● **GOAL**: Return the lines below exactly, starting with the line that contains "Each instance of the reflective" and stopping after the last line.

==========

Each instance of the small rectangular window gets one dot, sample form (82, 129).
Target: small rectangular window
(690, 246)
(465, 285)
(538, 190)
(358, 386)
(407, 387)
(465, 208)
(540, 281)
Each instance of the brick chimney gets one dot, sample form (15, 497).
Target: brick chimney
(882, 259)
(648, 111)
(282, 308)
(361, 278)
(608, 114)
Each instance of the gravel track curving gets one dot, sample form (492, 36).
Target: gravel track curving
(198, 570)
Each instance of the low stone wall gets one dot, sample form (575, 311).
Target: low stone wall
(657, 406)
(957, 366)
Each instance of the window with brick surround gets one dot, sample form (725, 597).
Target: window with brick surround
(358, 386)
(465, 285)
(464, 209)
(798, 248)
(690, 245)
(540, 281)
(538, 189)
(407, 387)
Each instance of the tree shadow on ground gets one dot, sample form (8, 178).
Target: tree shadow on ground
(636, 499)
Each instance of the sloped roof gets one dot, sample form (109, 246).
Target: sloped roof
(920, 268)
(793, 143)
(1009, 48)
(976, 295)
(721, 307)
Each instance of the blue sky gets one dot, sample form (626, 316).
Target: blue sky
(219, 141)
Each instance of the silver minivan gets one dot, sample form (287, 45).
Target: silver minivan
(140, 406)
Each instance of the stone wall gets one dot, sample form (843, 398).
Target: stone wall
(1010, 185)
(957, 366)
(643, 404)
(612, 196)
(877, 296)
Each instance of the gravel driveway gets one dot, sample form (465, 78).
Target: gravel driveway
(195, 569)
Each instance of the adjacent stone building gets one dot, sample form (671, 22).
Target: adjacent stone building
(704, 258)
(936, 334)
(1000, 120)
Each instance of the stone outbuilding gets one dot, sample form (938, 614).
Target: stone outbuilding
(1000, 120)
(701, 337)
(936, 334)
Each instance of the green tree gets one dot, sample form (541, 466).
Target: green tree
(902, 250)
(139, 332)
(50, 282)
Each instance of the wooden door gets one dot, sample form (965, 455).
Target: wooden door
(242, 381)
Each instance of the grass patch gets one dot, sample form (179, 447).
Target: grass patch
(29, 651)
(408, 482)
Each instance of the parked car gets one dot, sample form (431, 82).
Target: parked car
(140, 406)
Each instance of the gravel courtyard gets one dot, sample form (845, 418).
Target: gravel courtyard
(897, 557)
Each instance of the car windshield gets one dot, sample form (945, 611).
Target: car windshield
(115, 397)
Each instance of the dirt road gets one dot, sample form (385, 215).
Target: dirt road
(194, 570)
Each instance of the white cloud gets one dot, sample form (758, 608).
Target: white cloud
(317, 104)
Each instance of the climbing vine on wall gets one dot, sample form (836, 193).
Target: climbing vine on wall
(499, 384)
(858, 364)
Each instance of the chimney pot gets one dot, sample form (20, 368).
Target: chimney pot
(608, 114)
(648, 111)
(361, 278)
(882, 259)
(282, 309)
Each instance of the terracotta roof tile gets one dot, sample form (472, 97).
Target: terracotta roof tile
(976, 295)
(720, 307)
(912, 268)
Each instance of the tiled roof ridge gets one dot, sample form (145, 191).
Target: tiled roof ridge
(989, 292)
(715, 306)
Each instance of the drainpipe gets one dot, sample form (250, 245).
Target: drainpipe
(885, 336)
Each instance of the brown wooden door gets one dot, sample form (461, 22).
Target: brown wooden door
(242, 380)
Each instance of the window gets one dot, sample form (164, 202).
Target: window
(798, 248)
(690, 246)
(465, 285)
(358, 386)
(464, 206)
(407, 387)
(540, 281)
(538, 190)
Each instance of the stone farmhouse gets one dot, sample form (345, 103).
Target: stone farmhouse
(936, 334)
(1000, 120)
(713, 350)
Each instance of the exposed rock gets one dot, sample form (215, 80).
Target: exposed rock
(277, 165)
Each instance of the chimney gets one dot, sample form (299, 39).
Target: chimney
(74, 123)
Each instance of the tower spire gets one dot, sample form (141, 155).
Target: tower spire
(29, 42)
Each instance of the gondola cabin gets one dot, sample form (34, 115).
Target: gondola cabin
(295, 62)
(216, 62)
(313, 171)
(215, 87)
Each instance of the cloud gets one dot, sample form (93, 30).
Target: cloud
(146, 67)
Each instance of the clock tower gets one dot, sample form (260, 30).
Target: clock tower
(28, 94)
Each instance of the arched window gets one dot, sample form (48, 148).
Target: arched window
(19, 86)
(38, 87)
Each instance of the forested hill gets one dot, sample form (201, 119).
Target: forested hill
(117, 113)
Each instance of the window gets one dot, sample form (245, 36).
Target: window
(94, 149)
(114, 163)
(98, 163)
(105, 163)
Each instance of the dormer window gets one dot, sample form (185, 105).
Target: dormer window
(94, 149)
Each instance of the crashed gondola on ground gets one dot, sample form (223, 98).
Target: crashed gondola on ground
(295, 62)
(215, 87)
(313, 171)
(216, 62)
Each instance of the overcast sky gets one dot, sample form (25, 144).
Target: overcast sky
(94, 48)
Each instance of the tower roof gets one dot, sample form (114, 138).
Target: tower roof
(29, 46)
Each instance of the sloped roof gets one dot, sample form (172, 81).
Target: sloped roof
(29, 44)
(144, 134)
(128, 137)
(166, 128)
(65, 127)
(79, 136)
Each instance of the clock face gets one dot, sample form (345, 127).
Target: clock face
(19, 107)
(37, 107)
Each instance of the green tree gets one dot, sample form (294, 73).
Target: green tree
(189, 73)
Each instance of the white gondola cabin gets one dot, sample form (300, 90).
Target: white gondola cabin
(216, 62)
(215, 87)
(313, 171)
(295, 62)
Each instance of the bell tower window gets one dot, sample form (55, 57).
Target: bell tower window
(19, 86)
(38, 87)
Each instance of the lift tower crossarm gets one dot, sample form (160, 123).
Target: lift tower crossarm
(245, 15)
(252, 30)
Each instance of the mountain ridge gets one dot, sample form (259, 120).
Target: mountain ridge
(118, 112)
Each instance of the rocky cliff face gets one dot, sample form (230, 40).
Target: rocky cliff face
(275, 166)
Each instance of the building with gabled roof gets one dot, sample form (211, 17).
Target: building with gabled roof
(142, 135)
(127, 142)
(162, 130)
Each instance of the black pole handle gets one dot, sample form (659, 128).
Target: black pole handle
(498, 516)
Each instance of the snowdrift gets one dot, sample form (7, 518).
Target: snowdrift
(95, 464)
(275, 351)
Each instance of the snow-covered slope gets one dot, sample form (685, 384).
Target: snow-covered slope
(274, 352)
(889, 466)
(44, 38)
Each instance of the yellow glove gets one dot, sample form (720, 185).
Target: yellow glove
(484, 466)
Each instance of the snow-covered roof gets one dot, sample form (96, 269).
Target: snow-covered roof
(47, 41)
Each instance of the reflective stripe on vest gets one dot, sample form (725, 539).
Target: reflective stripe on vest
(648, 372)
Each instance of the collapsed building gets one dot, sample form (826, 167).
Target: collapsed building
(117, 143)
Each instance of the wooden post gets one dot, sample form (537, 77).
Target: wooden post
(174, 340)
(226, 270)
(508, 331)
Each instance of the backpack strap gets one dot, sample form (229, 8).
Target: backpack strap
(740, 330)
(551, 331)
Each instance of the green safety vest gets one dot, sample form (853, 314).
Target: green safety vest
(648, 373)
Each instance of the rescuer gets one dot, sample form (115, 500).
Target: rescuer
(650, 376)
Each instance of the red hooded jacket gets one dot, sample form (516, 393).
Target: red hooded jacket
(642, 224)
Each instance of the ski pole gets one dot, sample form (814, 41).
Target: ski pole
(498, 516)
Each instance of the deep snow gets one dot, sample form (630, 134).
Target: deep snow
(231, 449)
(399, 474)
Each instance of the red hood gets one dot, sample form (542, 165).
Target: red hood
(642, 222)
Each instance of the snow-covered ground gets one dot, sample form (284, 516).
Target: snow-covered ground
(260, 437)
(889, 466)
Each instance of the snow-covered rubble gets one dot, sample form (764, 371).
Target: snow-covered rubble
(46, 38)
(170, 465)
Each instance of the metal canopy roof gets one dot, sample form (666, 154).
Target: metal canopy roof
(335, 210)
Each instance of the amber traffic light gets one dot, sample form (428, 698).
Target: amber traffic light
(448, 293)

==========

● **REPLY TO THE EXERCISE**:
Each instance of the reflective stripe on vest gets one dot, sample form (725, 539).
Target: reflective stripe on vest
(648, 372)
Each instance of the collapsed building gets one dot, sample form (826, 167).
Target: collapsed building
(117, 143)
Each instance of the wooden post gets one dot, sample form (537, 77).
Target: wooden post
(174, 340)
(226, 270)
(508, 331)
Each instance of the backpack strap gets one dot, sample form (229, 8).
Target: backpack strap
(740, 330)
(551, 331)
Each instance of the green safety vest gets one dot, sample form (853, 314).
Target: green safety vest
(648, 373)
Each instance of the rescuer gets one dot, sample form (115, 500).
Target: rescuer
(650, 376)
Each instance of the red hooded jacket gets one dot, sample form (516, 393).
Target: red hooded jacket
(642, 224)
Each instance of the ski pole gets one dot, sample form (814, 41).
Target: ski pole
(498, 516)
Each instance of the deep snow gets one dot, sample form (630, 134).
Target: deep snow
(231, 449)
(399, 474)
Each instance of the red hood gets one dot, sample form (542, 165).
Target: red hood
(642, 222)
Each instance of the snow-covered ground gets one dot, sample form (284, 516).
Target: snow-covered ground
(260, 437)
(889, 466)
Each instance of the snow-covered rubble gets one dot, sample form (764, 371).
Target: snow-covered rubble
(46, 38)
(170, 465)
Each instance of the metal canopy roof gets one dot, sample form (666, 154).
Target: metal canopy roof
(335, 210)
Each instance of the amber traffic light gets one dot, sample form (428, 698).
Target: amber traffic light
(448, 293)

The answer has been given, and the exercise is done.